> **DATA FOR THIS TASK**:
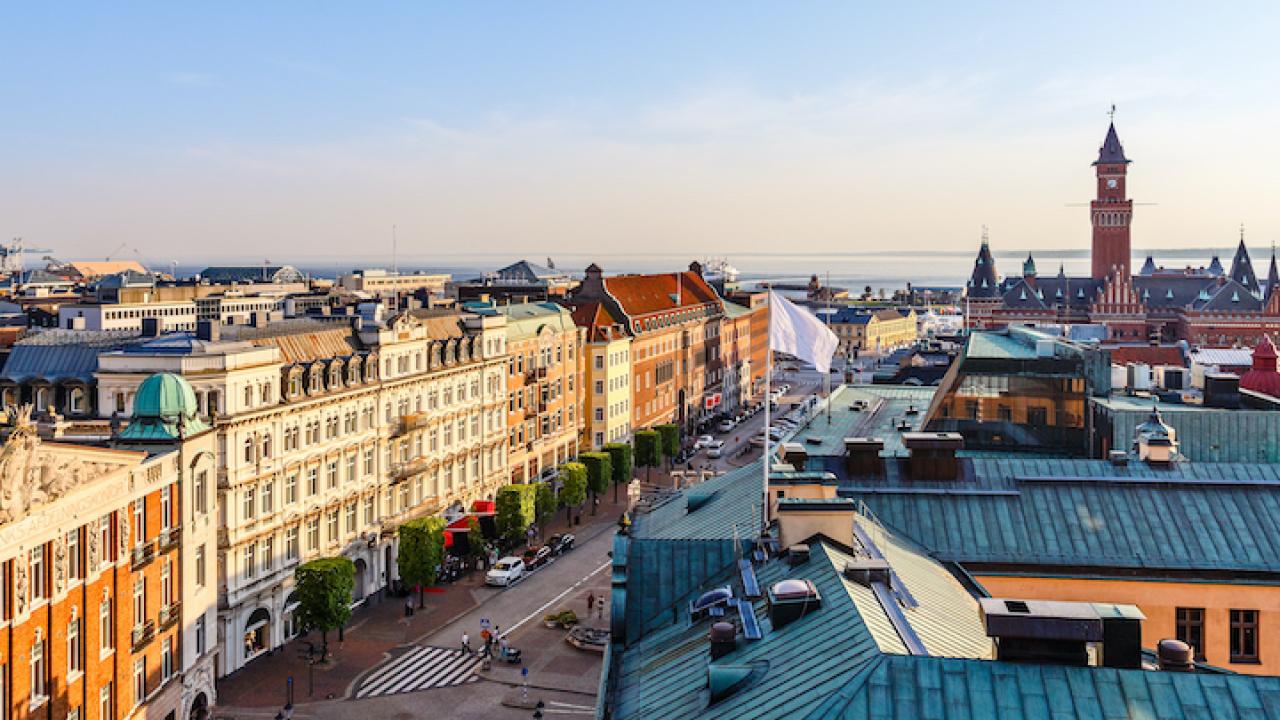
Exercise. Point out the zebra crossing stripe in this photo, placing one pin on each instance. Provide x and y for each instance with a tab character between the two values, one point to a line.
419	669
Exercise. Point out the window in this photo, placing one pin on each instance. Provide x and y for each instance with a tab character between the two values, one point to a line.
140	520
200	566
291	543
39	689
1244	636
165	583
250	560
73	560
105	545
74	650
140	601
37	573
200	636
1191	629
104	701
201	492
165	660
140	680
165	507
105	629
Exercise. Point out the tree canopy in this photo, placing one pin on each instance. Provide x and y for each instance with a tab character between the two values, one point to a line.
421	548
324	593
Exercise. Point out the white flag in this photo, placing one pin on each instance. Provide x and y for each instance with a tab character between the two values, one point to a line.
795	331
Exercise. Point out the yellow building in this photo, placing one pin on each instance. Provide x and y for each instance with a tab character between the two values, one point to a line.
878	331
607	377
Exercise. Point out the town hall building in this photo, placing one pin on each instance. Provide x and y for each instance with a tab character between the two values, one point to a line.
1202	305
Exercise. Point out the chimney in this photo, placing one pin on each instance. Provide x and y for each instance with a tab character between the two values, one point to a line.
862	455
795	455
933	455
209	331
1174	656
723	637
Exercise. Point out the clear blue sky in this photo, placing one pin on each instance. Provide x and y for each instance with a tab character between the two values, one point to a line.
533	128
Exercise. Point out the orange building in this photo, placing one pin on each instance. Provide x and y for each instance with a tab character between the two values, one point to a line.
675	320
94	579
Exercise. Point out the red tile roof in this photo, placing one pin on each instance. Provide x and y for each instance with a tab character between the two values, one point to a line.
1157	355
644	295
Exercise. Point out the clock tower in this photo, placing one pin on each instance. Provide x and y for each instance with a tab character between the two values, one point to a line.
1111	212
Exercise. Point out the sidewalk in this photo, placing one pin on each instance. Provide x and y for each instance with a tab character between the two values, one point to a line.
375	628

> **AIM OF THE TASK**: Reproduce every line in the stretch from the line containing "Exercise. Point out the clear" through the last line, and shift each x and y coordinate by adding -103 to it.

> **TASK SOLUTION**:
Exercise. Point out the clear blue sky in this photo, placing one pin on each instance. Provide x and y for each instance with a tab character between the two values, one point to a line.
430	25
Exercise. Point out the orange building in this photo, placing one pin on each instance. Provide x and y for each instance with a tab character between the two values, one point to a line.
572	217
-9	476
Exercise. Point out the red tile roof in this photo, placing one pin on each instance. Provide x and y for each instance with a tab character between the two values, one point to a line.
1054	252
541	192
Exercise. Point out the clock tower in this photo, placing one pin on each instance. Provide x and y for each instance with a tab character between the two values, one point to a line.
1008	109
Exercise. Point out the sidewalk in this photo, placing one pin on each instance. Provide x and y for each instance with a tab character between the two values, one point to a line.
272	525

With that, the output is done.